## Begin DATA LINES

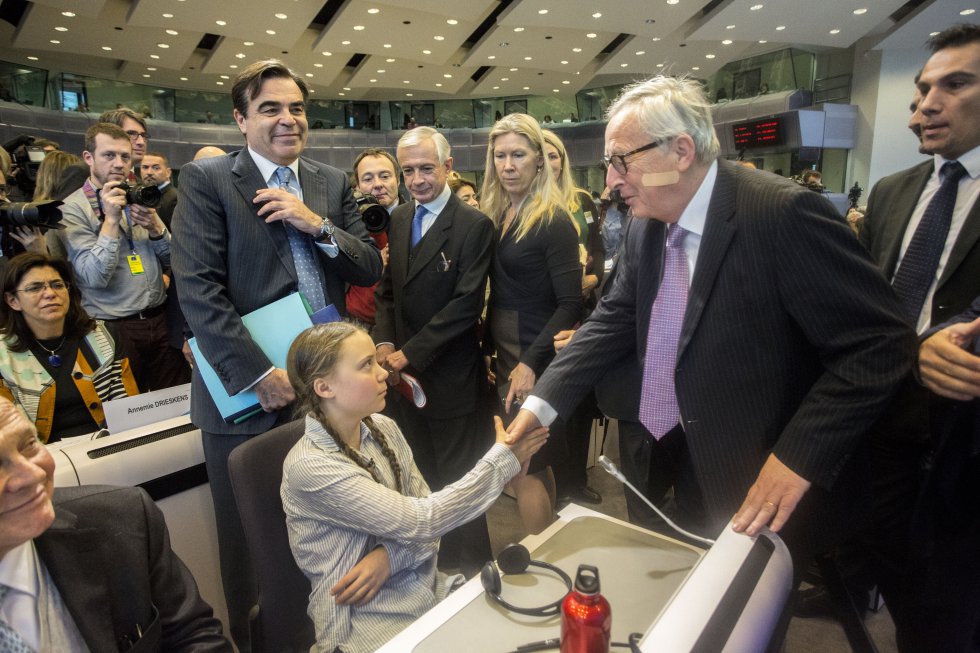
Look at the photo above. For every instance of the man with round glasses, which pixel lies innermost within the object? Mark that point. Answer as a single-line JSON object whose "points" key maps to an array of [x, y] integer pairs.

## End DATA LINES
## Begin DATA LINES

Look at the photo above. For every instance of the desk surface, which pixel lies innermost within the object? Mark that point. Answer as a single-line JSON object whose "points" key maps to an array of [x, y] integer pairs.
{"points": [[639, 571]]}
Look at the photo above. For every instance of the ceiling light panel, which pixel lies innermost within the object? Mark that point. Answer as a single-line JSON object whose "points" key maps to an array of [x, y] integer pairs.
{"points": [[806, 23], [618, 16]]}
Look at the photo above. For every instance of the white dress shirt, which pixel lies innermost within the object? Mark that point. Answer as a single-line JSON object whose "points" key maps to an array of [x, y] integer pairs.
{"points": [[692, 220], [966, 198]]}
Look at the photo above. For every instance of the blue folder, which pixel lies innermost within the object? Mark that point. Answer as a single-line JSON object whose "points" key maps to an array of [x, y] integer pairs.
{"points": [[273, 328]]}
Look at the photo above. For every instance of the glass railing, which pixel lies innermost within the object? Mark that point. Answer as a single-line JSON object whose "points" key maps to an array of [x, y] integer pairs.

## End DATA LINES

Identify every line in the entries above that contains the string "panel", and copy each such line in full. Matching is case-sensitive.

* _CORRECT RESPONSE_:
Look at the photo above. For every instance of the ceiling light panel, which pixel lies innermost within the object? Mark that point. Answer as a single-line JSON object whose "points" key maps to an array of [x, y] integer pairs.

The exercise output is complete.